## Quoted passage

Voice is the new interface that will soon surround us in many places and in many ways. Voice content for Amazon Echo, Google Home, and Samsung devices is being developed by brands large and small.
We’re building voice-activated content strategies for our clients here at Convince & Convert — helping them take advantage of this fast-growing consumer interaction opportunity (for more on what we do in voice content, see Why The Time is Now for Voice-Activated Content).
I recently attend Voice Summit 2019, reported to be the largest-ever industry gathering of voice content strategists, developers, technologists, vendors and hardware platforms.
Here are the top 8 voice content trends that I synthesized during my time at the event and via our work with clients on voice apps.
The Best Voice Content Starts with User Needs
Similar to the early day of mobile apps, and even websites, there is a tendency among strategists and developers to think: “Let’s make a voice app!” Instead, the better approach is to carefully consider and research how consumers interact with the brand, what they actually need to know from that brand, and whether/if voice content is a suitable way to deliver. After all, there is no law that says you MUST have voice-activated content. Is it genuinely a Youtility? If so, build it. If not, don’t!
For example, Purina’s “Ask Purina” Alexa skill was born from consumers’ need to understand how different dog breeds behave, and which breed might be most appropriate as a new pet. They considered including audio promotions for dog food purchases but discarded that notion after realizing it would clutter the information asset, according to representatives from Mobiquity, the firm that developed the skill.

## Exercise objective
Write out the part of the voice content article that opens with the words "Voice is the" and closes with "and hardware platforms.", swapping in "our agency" wherever "Convince & Convert" appears.

## Data excerpts
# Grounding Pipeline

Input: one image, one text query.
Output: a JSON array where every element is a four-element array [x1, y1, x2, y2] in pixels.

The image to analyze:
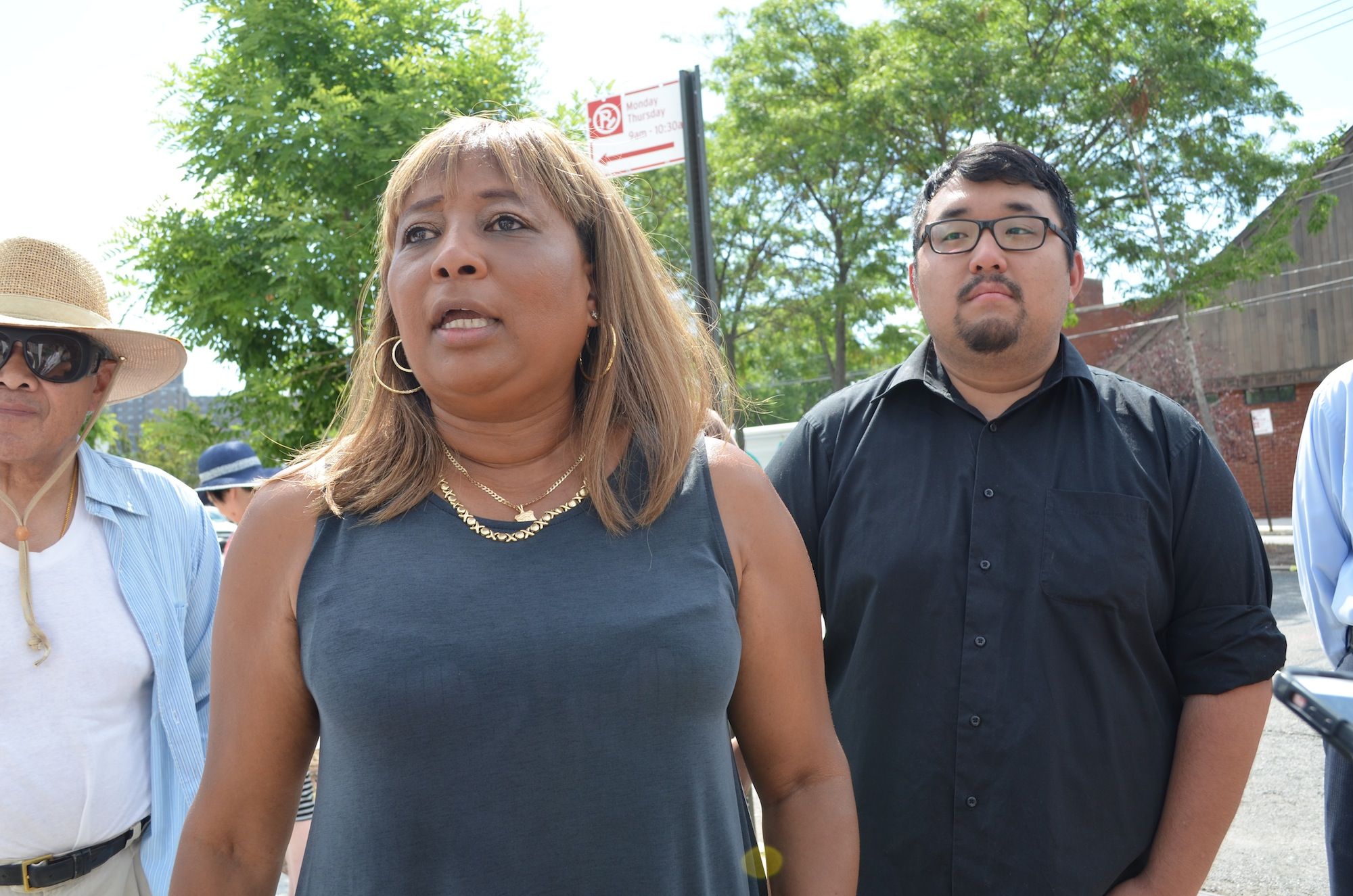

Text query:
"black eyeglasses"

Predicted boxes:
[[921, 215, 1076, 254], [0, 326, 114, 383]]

...

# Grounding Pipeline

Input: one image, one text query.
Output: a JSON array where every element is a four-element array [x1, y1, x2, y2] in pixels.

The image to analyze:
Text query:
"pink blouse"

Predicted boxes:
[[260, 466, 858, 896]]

## Task result
Voice is the new interface that will soon surround us in many places and in many ways. Voice content for Amazon Echo, Google Home, and Samsung devices is being developed by brands large and small.
We’re building voice-activated content strategies for our clients here at our agency — helping them take advantage of this fast-growing consumer interaction opportunity (for more on what we do in voice content, see Why The Time is Now for Voice-Activated Content).
I recently attend Voice Summit 2019, reported to be the largest-ever industry gathering of voice content strategists, developers, technologists, vendors and hardware platforms.